*TASK DIRECTIONS:* When writing out the entries below, keep only the lines from the line with "target: man wearing cap" to the line with "target: person standing on beach", both included, exactly as they are, and leave the pictures aside.
--- START ---
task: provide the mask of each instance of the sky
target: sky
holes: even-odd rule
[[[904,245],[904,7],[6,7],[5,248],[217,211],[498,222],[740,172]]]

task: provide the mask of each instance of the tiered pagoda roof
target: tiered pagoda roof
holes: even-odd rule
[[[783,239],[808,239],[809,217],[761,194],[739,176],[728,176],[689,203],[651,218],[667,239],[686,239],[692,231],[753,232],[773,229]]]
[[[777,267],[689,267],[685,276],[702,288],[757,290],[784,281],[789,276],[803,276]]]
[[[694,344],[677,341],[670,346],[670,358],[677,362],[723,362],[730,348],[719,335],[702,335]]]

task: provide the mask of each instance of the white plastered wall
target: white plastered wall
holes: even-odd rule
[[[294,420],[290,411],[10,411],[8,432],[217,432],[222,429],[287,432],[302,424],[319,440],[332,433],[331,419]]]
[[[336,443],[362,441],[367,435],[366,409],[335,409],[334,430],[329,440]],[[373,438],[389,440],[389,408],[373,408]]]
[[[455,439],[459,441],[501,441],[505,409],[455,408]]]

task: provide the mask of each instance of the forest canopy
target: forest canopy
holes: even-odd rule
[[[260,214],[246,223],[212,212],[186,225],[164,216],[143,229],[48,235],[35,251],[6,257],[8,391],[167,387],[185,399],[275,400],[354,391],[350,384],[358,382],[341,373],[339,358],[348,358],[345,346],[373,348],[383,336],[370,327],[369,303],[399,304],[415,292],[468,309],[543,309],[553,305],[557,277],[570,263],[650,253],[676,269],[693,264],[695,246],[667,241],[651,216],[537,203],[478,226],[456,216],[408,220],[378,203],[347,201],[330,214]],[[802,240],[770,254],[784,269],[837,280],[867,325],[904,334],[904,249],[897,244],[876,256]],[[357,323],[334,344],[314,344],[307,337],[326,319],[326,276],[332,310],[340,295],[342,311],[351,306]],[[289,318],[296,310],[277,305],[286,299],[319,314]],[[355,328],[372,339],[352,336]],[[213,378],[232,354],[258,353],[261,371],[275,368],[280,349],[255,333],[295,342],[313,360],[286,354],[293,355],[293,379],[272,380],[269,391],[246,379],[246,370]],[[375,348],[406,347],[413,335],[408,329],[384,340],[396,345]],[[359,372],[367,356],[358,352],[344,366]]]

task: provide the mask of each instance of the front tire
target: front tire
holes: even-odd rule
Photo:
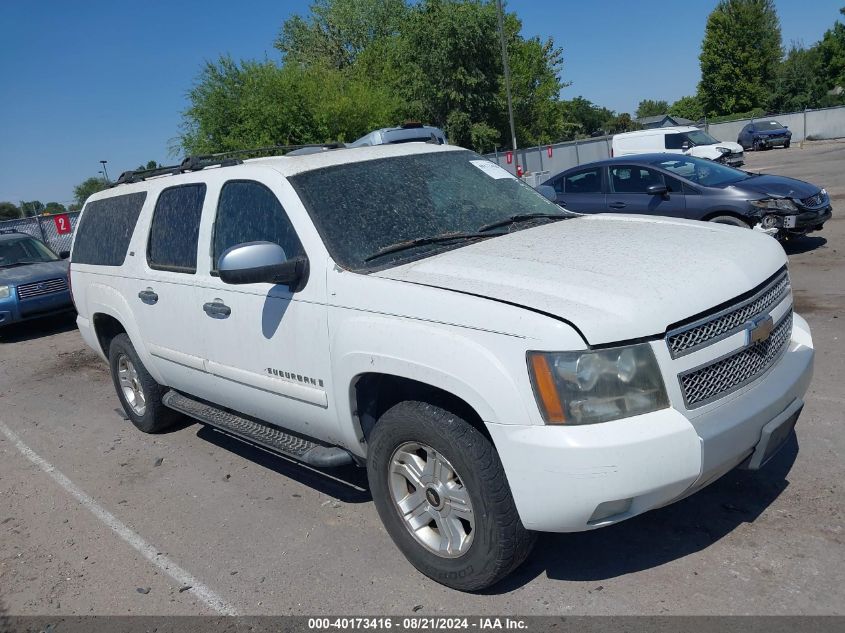
[[[423,574],[477,591],[516,569],[535,535],[523,527],[491,441],[427,402],[382,415],[368,439],[367,475],[393,541]]]
[[[144,433],[160,433],[173,425],[179,414],[161,401],[167,388],[150,375],[126,334],[112,339],[109,367],[117,397],[132,424]]]
[[[716,224],[729,224],[730,226],[738,226],[743,229],[751,228],[751,225],[749,225],[748,222],[733,215],[717,215],[715,217],[710,218],[708,221],[715,222]]]

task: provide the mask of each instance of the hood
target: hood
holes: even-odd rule
[[[736,183],[733,188],[759,194],[755,196],[758,198],[797,198],[799,200],[814,196],[821,190],[821,187],[803,180],[769,174],[753,176],[748,180]]]
[[[60,259],[54,262],[42,262],[40,264],[27,264],[26,266],[15,266],[14,268],[0,268],[0,284],[19,286],[46,279],[67,277],[68,262]]]
[[[687,154],[691,156],[698,156],[699,158],[718,158],[722,152],[717,150],[717,147],[724,147],[731,150],[732,154],[742,154],[742,145],[734,143],[733,141],[719,141],[718,143],[711,143],[710,145],[695,145],[687,150]]]
[[[583,216],[373,273],[538,310],[600,345],[669,325],[757,286],[786,263],[748,229],[646,216]]]

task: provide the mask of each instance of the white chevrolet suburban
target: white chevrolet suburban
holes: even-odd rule
[[[71,258],[85,341],[145,432],[179,414],[366,466],[422,573],[477,590],[537,531],[761,467],[813,343],[766,235],[569,213],[426,143],[127,172]]]

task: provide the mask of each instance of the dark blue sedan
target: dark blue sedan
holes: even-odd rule
[[[742,149],[769,149],[772,147],[789,147],[792,142],[792,132],[777,121],[752,121],[739,133],[736,142]]]
[[[26,233],[0,230],[0,327],[73,310],[62,255]]]
[[[779,238],[818,231],[830,219],[827,191],[679,154],[622,156],[568,169],[538,190],[578,213],[635,213],[760,226]]]

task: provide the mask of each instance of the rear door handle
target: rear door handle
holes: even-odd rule
[[[146,303],[148,306],[154,306],[158,303],[158,295],[152,288],[147,288],[138,293],[138,298]]]
[[[202,306],[205,313],[212,319],[227,319],[232,314],[232,308],[223,303],[220,299],[215,299]]]
[[[627,205],[627,204],[625,204],[624,202],[611,202],[611,203],[610,203],[609,205],[607,205],[607,206],[609,206],[611,209],[624,209],[624,208],[625,208],[625,207],[627,207],[628,205]]]

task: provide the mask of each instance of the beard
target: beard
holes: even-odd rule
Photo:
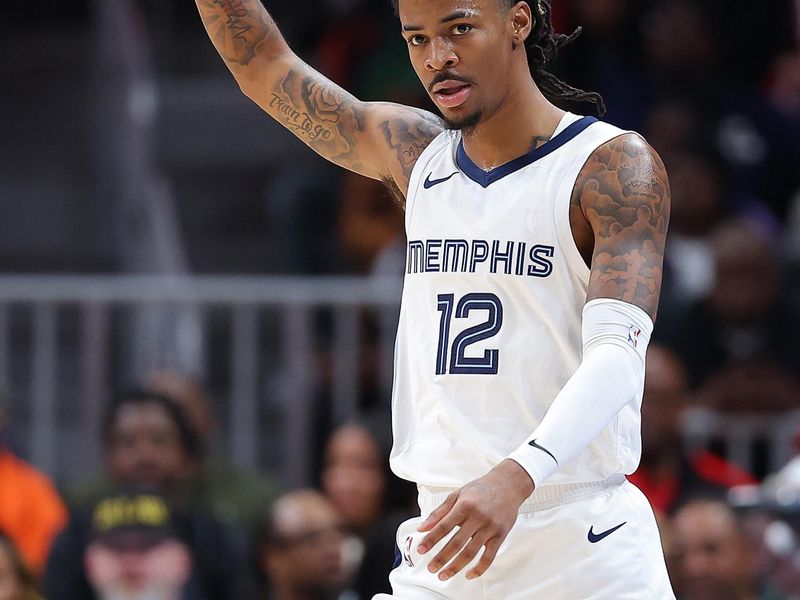
[[[342,592],[342,585],[325,582],[309,582],[301,585],[300,591],[306,598],[313,600],[336,600]]]
[[[133,591],[128,589],[101,590],[101,600],[177,600],[180,592],[161,586],[151,585],[146,589]]]
[[[457,121],[448,119],[447,117],[444,117],[444,115],[443,118],[445,125],[447,125],[448,129],[452,131],[460,130],[463,135],[468,136],[475,133],[475,130],[478,128],[478,125],[483,120],[483,111],[476,110],[474,113],[462,117]]]

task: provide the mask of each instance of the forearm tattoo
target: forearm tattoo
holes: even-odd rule
[[[271,114],[325,158],[356,172],[365,172],[370,152],[385,154],[385,169],[378,176],[393,180],[401,190],[419,155],[442,131],[430,113],[390,104],[364,104],[301,61],[271,93]],[[370,117],[380,136],[369,131]],[[396,195],[397,190],[392,190]]]
[[[226,62],[247,66],[259,44],[280,35],[261,0],[197,0],[211,41]]]
[[[584,166],[573,202],[580,202],[594,231],[588,300],[623,300],[655,320],[670,213],[658,154],[634,135],[612,140]]]
[[[325,158],[362,167],[356,142],[365,131],[359,102],[301,61],[272,91],[271,114]]]

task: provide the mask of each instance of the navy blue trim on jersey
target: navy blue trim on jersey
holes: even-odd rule
[[[472,162],[472,159],[467,156],[467,151],[464,150],[464,140],[462,139],[458,143],[456,164],[458,165],[458,168],[463,171],[464,175],[472,179],[472,181],[481,187],[487,188],[495,181],[511,175],[512,173],[515,173],[524,167],[527,167],[540,158],[544,158],[551,152],[555,152],[572,138],[584,131],[587,127],[589,127],[589,125],[596,122],[597,119],[595,117],[583,117],[582,119],[578,119],[569,127],[565,128],[564,131],[559,133],[551,140],[548,140],[538,148],[534,148],[527,154],[524,154],[519,158],[515,158],[511,162],[507,162],[504,165],[495,167],[490,171],[484,171],[478,165]]]
[[[392,571],[394,571],[397,567],[403,564],[403,553],[400,552],[400,547],[395,542],[394,545],[394,564],[392,565]]]

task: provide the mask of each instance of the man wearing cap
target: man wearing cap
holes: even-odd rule
[[[192,556],[164,500],[153,495],[102,500],[92,516],[86,575],[100,600],[199,600]]]

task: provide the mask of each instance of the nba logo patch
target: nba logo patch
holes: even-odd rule
[[[414,561],[411,560],[411,544],[414,543],[414,538],[410,535],[406,538],[406,543],[403,544],[403,561],[409,566],[414,566]]]
[[[634,348],[638,347],[639,336],[641,334],[642,334],[641,329],[639,329],[636,325],[631,325],[630,329],[628,329],[628,343]]]
[[[531,208],[525,213],[525,227],[533,237],[540,237],[542,233],[542,224],[540,223],[539,215],[536,210]]]

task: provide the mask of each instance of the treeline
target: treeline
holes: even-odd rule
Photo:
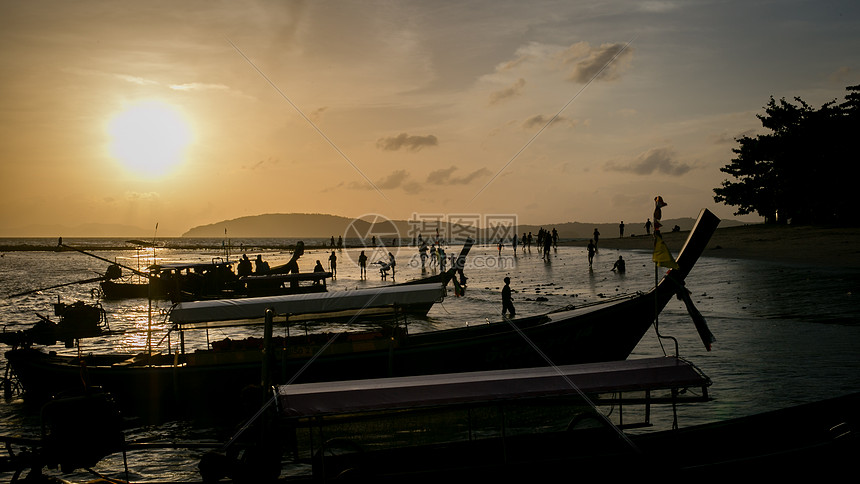
[[[771,97],[757,116],[769,133],[737,140],[736,157],[720,169],[735,180],[715,188],[714,200],[766,223],[860,224],[854,193],[860,85],[846,90],[843,102],[819,109],[797,97],[795,103]]]

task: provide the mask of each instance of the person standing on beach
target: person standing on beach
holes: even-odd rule
[[[590,268],[591,262],[594,260],[594,253],[597,252],[597,246],[594,245],[594,239],[588,241],[588,247],[586,247],[586,250],[588,250],[588,267]]]
[[[394,254],[391,252],[388,253],[388,265],[391,267],[391,278],[394,278],[394,266],[397,265],[397,262],[394,260]]]
[[[594,251],[597,252],[598,240],[600,240],[600,232],[597,231],[597,227],[594,227],[594,239],[591,241],[594,242]]]
[[[619,236],[623,239],[624,238],[624,221],[623,220],[621,221],[620,224],[618,224],[618,233],[619,233]]]
[[[549,249],[552,247],[552,238],[549,236],[549,232],[547,232],[543,237],[543,258],[549,260]]]
[[[334,251],[331,251],[331,255],[328,256],[328,266],[331,268],[331,276],[337,279],[337,256]]]
[[[502,317],[510,311],[513,318],[517,311],[514,309],[513,299],[511,298],[511,278],[505,277],[505,287],[502,288]]]
[[[358,255],[358,277],[367,279],[367,256],[364,255],[364,251]]]
[[[420,247],[418,247],[418,254],[421,256],[421,269],[424,269],[424,266],[427,262],[427,244],[425,244],[424,241],[421,240],[420,235],[418,236],[418,240],[420,243]]]
[[[645,235],[651,235],[651,219],[645,221]]]

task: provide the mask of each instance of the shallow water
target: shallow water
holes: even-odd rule
[[[236,241],[234,244],[238,245]],[[247,241],[249,256],[262,253],[270,264],[286,262],[285,249],[253,250],[256,241]],[[108,244],[109,245],[109,244]],[[458,246],[446,248],[447,255],[459,252]],[[677,248],[672,248],[677,252]],[[394,280],[402,282],[422,275],[415,248],[394,251],[398,264]],[[130,267],[145,267],[151,253],[97,251],[93,254],[117,260]],[[308,251],[299,261],[302,271],[314,261],[327,261],[330,251]],[[159,249],[162,261],[209,260],[223,257],[220,250]],[[368,279],[361,280],[355,264],[358,251],[338,251],[338,277],[329,290],[372,287],[392,282],[380,278],[378,266],[370,264]],[[622,255],[627,272],[619,275],[610,269]],[[231,254],[235,259],[236,253]],[[371,254],[370,262],[382,253]],[[253,257],[252,257],[253,258]],[[0,317],[8,329],[28,327],[35,314],[51,315],[51,303],[59,297],[64,302],[90,300],[91,284],[73,284],[15,298],[10,294],[65,284],[104,272],[106,263],[76,252],[6,252],[0,257]],[[434,273],[428,266],[424,275]],[[531,252],[518,251],[516,256],[505,248],[501,254],[495,246],[473,247],[468,257],[468,288],[464,297],[453,294],[431,309],[425,320],[409,323],[409,331],[426,331],[496,321],[501,311],[500,290],[505,276],[511,277],[514,303],[518,315],[539,314],[566,305],[579,305],[617,294],[645,291],[656,277],[647,252],[603,249],[588,267],[584,248],[559,247],[548,259],[534,247]],[[663,335],[677,339],[681,356],[686,357],[708,375],[713,385],[713,401],[682,406],[681,425],[749,415],[821,398],[860,391],[860,271],[786,265],[746,260],[726,260],[706,256],[698,261],[687,278],[693,301],[705,316],[716,342],[707,351],[687,314],[684,304],[672,300],[659,317]],[[111,329],[127,331],[164,326],[163,313],[169,304],[146,300],[103,302]],[[253,330],[252,334],[256,334]],[[251,334],[249,333],[249,334]],[[226,330],[212,331],[210,340],[227,336]],[[234,335],[229,333],[229,335]],[[154,337],[159,340],[159,337]],[[198,343],[205,343],[200,337]],[[175,343],[175,342],[174,342]],[[120,338],[87,340],[93,352],[138,352],[145,348],[144,333],[126,334]],[[60,346],[59,351],[65,350]],[[632,358],[674,353],[671,340],[659,339],[650,331],[634,351]],[[5,361],[0,359],[5,368]],[[671,414],[652,415],[654,429],[669,425]],[[15,398],[0,403],[0,432],[4,435],[36,436],[38,414]],[[127,433],[127,440],[177,439],[206,437],[205,429],[187,424],[139,428]],[[129,477],[136,482],[199,480],[196,464],[202,451],[158,450],[145,454],[130,453]],[[123,468],[121,456],[113,456],[97,466],[114,477]],[[64,476],[84,479],[88,475]],[[0,476],[0,478],[8,478]]]

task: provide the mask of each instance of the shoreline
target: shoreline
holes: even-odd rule
[[[677,254],[687,240],[689,231],[663,232],[663,240],[673,254]],[[653,239],[648,235],[628,237],[609,237],[604,234],[599,240],[602,249],[645,250],[653,248]],[[762,261],[783,262],[793,264],[818,265],[834,268],[860,269],[860,227],[816,227],[793,225],[740,225],[718,228],[705,248],[703,256],[729,259],[756,259]],[[261,244],[254,249],[292,250],[294,245]],[[559,241],[561,246],[585,247],[588,239],[567,239]],[[129,250],[133,247],[82,247],[83,250]],[[171,244],[163,248],[188,249],[220,249],[220,245],[211,247],[200,245]],[[346,246],[344,248],[355,248]],[[238,247],[233,247],[238,249]],[[246,247],[245,250],[251,249]],[[306,245],[305,250],[331,250],[328,245]],[[3,252],[18,251],[58,251],[57,246],[14,245],[0,246]]]
[[[663,240],[677,254],[689,231],[663,232]],[[601,237],[599,248],[651,250],[652,237]],[[718,228],[702,254],[705,257],[755,259],[792,264],[860,269],[860,227],[742,225]],[[559,245],[588,245],[570,240]]]

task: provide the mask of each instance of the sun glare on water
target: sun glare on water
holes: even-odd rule
[[[110,153],[138,176],[158,178],[182,162],[191,142],[191,128],[168,104],[133,105],[108,124]]]

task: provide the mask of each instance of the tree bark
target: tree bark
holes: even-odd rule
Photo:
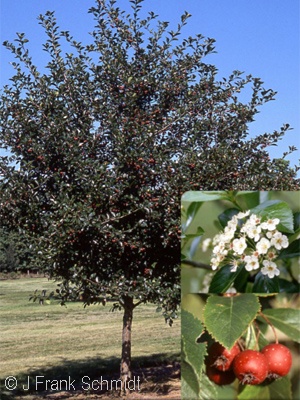
[[[122,392],[126,393],[128,381],[132,377],[131,372],[131,327],[133,318],[133,298],[123,297],[123,329],[122,329],[122,357],[121,357],[121,381]]]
--- END ---
*FINISHED EXERCISE:*
target: man wearing cap
holes: even-odd rule
[[[192,556],[164,500],[153,495],[102,500],[92,516],[86,575],[100,600],[199,600]]]

task: provide the mask of each instance of the nba logo patch
target: nba logo patch
holes: even-odd rule
[[[414,561],[411,560],[411,544],[414,543],[414,538],[410,535],[406,538],[406,543],[403,544],[403,561],[409,566],[414,566]]]
[[[634,348],[638,347],[639,336],[641,334],[642,334],[641,329],[639,329],[636,325],[631,325],[630,329],[628,329],[628,343]]]
[[[531,208],[525,213],[525,227],[533,237],[540,237],[542,233],[542,224],[540,223],[539,215],[536,210]]]

task: provide the mask of each instance of the treeline
target: treeline
holes: even-odd rule
Photo:
[[[771,97],[757,116],[769,133],[737,140],[736,157],[720,169],[735,180],[715,188],[714,200],[766,223],[860,224],[854,193],[860,85],[846,90],[843,102],[819,109],[797,97],[795,103]]]

task: provide the mask of each instance of the person standing on beach
target: person standing on beach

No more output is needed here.